[Stored records]
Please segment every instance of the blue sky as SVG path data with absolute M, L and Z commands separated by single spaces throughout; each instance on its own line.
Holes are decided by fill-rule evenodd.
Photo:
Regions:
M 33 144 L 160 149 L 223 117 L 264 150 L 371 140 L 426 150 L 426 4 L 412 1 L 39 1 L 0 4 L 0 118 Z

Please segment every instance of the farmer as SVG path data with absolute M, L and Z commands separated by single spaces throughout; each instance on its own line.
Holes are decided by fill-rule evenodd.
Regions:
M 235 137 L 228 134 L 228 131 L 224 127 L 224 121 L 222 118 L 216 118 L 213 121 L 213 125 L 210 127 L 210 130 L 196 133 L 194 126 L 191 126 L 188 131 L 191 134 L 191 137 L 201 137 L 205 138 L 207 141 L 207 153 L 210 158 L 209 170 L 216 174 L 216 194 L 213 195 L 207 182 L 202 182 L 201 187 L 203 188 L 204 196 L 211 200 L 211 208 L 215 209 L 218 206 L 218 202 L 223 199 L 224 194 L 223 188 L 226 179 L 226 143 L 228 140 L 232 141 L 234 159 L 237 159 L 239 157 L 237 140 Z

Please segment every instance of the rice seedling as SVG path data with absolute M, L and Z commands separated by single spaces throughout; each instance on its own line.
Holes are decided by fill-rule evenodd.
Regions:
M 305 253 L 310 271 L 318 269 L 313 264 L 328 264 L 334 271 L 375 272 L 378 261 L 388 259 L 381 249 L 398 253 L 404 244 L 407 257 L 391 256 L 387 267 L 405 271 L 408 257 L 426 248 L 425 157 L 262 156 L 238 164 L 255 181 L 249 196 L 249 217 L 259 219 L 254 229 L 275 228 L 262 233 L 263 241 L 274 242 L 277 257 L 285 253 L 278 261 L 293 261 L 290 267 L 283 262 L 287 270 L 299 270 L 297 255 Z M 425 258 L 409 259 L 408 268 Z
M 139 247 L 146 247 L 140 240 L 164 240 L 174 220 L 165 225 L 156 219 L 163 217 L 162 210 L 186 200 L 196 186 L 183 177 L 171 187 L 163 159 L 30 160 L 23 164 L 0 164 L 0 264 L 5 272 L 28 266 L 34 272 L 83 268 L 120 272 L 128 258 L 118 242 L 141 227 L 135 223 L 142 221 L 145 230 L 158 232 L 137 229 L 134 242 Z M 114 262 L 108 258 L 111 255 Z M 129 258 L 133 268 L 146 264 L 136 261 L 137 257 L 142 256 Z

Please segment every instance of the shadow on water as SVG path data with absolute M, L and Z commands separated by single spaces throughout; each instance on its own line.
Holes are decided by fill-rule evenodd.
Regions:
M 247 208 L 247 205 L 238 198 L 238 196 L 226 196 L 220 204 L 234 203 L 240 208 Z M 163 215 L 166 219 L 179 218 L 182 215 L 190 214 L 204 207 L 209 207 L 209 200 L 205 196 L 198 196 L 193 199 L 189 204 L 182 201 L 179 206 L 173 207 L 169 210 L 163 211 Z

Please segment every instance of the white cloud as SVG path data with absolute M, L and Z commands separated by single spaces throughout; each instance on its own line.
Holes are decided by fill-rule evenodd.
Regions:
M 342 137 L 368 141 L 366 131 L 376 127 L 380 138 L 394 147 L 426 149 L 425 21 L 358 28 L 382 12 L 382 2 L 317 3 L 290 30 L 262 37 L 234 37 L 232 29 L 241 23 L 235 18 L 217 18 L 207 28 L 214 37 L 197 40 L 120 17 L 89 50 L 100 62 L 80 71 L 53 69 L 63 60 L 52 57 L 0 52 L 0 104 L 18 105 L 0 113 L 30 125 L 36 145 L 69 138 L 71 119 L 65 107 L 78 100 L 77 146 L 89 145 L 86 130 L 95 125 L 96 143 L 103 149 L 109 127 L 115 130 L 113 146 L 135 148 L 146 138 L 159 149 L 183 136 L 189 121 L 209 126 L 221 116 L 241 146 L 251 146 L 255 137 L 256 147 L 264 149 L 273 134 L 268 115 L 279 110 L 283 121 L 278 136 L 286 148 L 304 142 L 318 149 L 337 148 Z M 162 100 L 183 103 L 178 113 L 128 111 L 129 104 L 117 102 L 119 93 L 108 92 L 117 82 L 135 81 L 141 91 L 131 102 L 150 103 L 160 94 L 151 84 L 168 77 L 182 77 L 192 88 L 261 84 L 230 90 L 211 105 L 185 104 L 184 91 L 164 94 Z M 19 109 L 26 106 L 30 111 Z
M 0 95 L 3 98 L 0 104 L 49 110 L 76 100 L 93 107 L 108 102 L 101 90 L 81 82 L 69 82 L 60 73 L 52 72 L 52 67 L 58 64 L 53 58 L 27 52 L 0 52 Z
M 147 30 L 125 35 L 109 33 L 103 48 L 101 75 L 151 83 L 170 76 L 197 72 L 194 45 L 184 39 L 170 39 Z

[What you should do]: Each line of the data is to be transcribed exactly, with nothing left out.

[Solution]:
Please segment every instance of the blue sky as SVG path data with absolute M, L and Z commands separated by single spaces throughout; each instance on its own line.
Holes are decided by fill-rule evenodd.
Photo:
Regions:
M 33 144 L 160 149 L 223 117 L 264 150 L 371 140 L 426 150 L 426 4 L 412 1 L 39 1 L 0 4 L 0 118 Z

Please segment every instance of the farmer as SVG path data with absolute M, L and Z commands separated by single spaces throughout; each instance on its own line.
Holes are decided by fill-rule evenodd.
Regions:
M 235 137 L 228 134 L 228 131 L 224 127 L 224 121 L 222 118 L 216 118 L 213 121 L 213 125 L 210 127 L 210 130 L 196 133 L 194 126 L 191 126 L 188 131 L 191 134 L 191 137 L 201 137 L 205 138 L 207 141 L 207 153 L 210 158 L 209 170 L 216 174 L 216 194 L 213 195 L 207 182 L 202 182 L 201 187 L 203 188 L 204 196 L 211 200 L 211 208 L 215 209 L 218 206 L 218 202 L 223 199 L 224 194 L 223 188 L 226 179 L 226 143 L 228 140 L 232 141 L 234 159 L 237 159 L 239 157 L 237 140 Z

Please segment every instance of the rice seedling as SVG path data with absolute M, L and Z commands separated by single spaces throughout; each instance on its own line.
Holes are decided by fill-rule evenodd.
Regions:
M 305 253 L 310 271 L 318 269 L 313 264 L 328 264 L 334 271 L 375 272 L 378 261 L 388 259 L 381 249 L 398 253 L 404 244 L 407 257 L 391 256 L 387 267 L 405 271 L 408 257 L 426 248 L 425 157 L 262 156 L 238 164 L 255 181 L 249 196 L 249 217 L 259 219 L 254 229 L 275 228 L 262 233 L 263 241 L 274 242 L 277 257 L 285 253 L 278 261 L 293 261 L 290 267 L 283 262 L 287 270 L 299 270 L 297 255 Z M 425 258 L 409 259 L 408 268 Z
M 139 247 L 146 247 L 140 240 L 164 240 L 174 220 L 165 225 L 156 219 L 163 217 L 162 210 L 186 200 L 196 186 L 183 177 L 171 187 L 163 159 L 30 160 L 23 164 L 0 164 L 0 264 L 5 272 L 28 266 L 34 272 L 83 268 L 120 272 L 128 258 L 118 242 L 141 227 L 135 223 L 142 221 L 145 230 L 158 232 L 137 229 L 134 242 Z M 114 262 L 108 258 L 111 255 Z M 129 258 L 133 268 L 146 264 L 136 261 L 137 257 L 142 256 Z

Please segment every instance of the shadow on water as SVG path data with absolute M, L and Z commands separated by single spaces throughout; each instance on its own line.
Holes are decided by fill-rule evenodd.
Regions:
M 247 208 L 247 205 L 238 198 L 238 196 L 226 196 L 220 204 L 234 203 L 240 208 Z M 163 215 L 166 219 L 179 218 L 182 215 L 190 214 L 204 207 L 209 207 L 209 200 L 205 196 L 198 196 L 193 199 L 189 204 L 182 201 L 179 206 L 173 207 L 169 210 L 163 211 Z

Please segment every instance of the white cloud as SVG path data with absolute M, L and Z commands separated by single spaces throughout; each instance on its own line.
Holes are decided by fill-rule evenodd.
Regions:
M 342 137 L 368 141 L 366 131 L 376 127 L 380 138 L 394 147 L 426 149 L 425 21 L 358 28 L 382 12 L 382 2 L 317 3 L 290 30 L 262 37 L 234 37 L 232 29 L 241 23 L 235 18 L 217 18 L 207 28 L 214 37 L 197 40 L 120 17 L 89 50 L 100 62 L 80 71 L 53 69 L 63 60 L 52 57 L 0 52 L 0 104 L 18 105 L 0 113 L 30 125 L 36 145 L 69 138 L 71 119 L 65 107 L 78 100 L 77 146 L 89 145 L 86 130 L 95 125 L 96 143 L 103 149 L 109 127 L 115 130 L 113 146 L 135 148 L 146 138 L 159 149 L 183 136 L 189 121 L 209 126 L 221 116 L 241 146 L 251 146 L 255 137 L 256 147 L 264 149 L 273 134 L 268 115 L 279 110 L 283 121 L 278 136 L 286 148 L 304 142 L 318 149 L 337 148 Z M 162 100 L 183 103 L 178 113 L 128 111 L 129 104 L 117 102 L 119 93 L 108 92 L 117 82 L 135 81 L 141 91 L 131 102 L 150 103 L 160 94 L 151 84 L 168 77 L 182 77 L 192 88 L 261 84 L 230 90 L 211 105 L 185 104 L 184 91 L 164 94 Z M 19 109 L 26 106 L 30 111 Z
M 0 95 L 3 98 L 0 104 L 49 110 L 76 100 L 93 107 L 108 102 L 101 90 L 81 82 L 69 82 L 60 73 L 52 72 L 52 67 L 58 64 L 53 58 L 27 52 L 0 52 Z
M 147 30 L 125 35 L 109 33 L 103 48 L 101 75 L 151 83 L 170 76 L 197 72 L 194 45 L 184 39 L 170 39 Z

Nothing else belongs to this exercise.